**Task**
Would you copy out each line of the records below that includes the word "polished"?

[Natural-language object grounding data]
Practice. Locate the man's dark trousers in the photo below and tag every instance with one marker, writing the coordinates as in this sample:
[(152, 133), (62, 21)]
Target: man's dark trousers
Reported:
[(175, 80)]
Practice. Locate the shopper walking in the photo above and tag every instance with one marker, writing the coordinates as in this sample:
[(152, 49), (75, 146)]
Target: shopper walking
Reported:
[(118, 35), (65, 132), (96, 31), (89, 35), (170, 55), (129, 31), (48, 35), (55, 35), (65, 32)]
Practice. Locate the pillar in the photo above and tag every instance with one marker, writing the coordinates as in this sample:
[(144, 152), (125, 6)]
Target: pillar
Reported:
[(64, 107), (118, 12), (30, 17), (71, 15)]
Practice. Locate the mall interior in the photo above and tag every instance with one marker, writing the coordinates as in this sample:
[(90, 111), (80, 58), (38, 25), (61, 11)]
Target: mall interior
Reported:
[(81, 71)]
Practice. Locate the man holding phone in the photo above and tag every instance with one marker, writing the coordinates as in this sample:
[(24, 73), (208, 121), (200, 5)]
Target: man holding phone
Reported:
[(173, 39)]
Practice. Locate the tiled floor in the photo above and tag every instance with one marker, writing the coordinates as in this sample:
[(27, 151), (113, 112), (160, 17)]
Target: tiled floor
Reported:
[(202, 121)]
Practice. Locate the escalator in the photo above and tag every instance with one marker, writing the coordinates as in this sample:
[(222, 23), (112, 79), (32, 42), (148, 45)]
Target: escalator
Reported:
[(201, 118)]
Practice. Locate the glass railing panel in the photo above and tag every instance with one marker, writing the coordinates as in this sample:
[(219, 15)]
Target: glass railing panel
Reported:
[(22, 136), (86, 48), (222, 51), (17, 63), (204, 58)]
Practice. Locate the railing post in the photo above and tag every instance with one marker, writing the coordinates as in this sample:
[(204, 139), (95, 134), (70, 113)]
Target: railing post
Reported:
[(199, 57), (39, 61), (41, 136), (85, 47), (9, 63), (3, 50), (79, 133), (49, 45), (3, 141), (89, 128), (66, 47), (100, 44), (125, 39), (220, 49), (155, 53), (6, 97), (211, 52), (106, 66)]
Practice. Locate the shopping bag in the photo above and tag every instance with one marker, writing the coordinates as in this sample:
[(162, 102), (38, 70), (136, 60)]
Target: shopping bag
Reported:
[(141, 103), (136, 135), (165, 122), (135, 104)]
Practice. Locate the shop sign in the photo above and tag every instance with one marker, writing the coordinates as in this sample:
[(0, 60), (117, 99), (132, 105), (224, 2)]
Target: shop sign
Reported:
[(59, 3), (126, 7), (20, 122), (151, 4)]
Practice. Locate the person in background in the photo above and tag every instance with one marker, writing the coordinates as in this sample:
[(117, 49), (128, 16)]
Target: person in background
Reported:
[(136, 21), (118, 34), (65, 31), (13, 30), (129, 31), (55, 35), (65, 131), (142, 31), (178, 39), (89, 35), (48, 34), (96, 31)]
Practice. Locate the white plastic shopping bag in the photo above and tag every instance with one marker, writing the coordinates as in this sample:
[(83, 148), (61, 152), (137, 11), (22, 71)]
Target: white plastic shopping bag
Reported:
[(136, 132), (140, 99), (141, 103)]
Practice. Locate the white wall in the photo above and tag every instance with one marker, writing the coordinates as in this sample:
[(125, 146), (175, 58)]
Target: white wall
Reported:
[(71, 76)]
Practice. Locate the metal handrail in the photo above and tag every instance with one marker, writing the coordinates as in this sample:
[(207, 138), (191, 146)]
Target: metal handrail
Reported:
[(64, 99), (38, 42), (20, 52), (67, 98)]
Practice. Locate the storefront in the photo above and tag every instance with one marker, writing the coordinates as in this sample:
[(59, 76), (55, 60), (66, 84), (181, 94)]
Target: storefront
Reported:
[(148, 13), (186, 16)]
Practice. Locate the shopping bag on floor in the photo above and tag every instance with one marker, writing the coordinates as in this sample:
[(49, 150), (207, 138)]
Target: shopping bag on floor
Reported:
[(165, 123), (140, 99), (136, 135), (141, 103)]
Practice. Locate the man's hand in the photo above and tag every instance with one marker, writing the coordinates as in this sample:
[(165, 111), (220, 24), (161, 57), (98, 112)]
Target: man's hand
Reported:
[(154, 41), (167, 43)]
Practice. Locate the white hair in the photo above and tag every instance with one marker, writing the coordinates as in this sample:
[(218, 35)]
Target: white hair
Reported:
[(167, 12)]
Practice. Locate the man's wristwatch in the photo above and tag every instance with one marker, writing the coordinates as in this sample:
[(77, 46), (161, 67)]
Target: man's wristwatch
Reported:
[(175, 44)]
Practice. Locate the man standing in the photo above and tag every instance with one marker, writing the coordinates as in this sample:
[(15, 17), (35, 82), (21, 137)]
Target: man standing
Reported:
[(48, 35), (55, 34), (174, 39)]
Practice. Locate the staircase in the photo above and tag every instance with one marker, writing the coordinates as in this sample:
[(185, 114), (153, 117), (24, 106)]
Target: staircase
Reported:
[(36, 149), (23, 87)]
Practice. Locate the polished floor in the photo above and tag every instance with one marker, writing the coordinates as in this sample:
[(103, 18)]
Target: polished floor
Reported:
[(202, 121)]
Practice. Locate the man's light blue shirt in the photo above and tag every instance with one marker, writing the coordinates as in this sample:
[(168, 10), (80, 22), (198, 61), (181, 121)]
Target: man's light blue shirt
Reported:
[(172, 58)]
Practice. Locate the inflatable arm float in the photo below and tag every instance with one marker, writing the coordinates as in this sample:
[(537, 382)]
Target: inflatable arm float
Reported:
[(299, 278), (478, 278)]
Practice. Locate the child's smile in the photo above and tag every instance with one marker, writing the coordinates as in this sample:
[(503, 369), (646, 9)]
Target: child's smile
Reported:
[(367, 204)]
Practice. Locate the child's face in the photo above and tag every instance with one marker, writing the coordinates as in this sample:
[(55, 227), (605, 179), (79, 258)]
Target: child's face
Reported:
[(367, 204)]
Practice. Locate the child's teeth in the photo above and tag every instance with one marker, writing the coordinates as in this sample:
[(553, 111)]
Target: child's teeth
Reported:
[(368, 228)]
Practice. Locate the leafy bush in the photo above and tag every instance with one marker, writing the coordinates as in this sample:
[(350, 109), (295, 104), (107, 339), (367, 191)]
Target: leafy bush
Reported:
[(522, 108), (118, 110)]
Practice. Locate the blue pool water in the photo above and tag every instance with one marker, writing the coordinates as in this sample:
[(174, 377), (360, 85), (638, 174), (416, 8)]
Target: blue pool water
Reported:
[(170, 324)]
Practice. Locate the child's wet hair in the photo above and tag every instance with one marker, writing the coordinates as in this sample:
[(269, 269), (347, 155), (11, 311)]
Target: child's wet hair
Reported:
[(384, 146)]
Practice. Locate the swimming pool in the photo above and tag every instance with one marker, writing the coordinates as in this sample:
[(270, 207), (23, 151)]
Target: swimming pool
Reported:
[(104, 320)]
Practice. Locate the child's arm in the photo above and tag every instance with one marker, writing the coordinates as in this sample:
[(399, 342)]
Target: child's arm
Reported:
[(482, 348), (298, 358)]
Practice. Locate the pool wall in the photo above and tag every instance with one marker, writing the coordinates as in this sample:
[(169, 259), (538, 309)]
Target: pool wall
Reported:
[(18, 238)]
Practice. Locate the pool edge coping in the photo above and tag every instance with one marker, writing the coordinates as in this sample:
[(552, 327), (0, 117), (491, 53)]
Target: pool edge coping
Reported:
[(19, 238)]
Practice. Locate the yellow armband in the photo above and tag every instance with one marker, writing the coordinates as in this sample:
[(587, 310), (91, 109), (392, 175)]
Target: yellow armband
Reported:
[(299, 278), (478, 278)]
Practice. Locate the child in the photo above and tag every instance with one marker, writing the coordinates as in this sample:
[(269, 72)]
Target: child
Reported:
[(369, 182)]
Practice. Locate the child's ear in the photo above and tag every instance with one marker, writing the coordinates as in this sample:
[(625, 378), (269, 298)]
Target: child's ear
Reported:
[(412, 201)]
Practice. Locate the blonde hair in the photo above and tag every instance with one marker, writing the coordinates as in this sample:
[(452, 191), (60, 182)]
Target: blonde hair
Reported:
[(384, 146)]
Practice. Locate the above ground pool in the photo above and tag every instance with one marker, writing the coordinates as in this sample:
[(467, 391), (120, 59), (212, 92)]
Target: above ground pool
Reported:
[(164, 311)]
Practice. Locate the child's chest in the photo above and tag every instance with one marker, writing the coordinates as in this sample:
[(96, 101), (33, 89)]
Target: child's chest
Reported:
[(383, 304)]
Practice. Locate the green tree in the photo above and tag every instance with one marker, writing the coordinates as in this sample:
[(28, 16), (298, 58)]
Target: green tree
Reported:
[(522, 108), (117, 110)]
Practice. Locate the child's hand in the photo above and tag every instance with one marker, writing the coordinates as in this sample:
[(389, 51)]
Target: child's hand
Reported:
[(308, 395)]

**Solution to the exercise**
Practice. Locate the polished floor in the photo above and tag every instance with one marker, writing the coordinates as in this sample:
Target: polished floor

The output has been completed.